◆ Data extract:
╔══

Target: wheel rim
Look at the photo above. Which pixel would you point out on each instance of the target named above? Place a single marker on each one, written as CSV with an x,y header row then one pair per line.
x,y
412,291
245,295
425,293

╚══

◆ Exercise aim: Transcribe only what runs from the line with "Look at the" to the last line above, keeping every line exactly as written.

◆ Solved problem:
Look at the photo above. Which pixel would you point out on each instance of the target named above? Place a single marker on each one, written as CSV with an x,y header row then one pair per line.
x,y
412,291
245,295
425,293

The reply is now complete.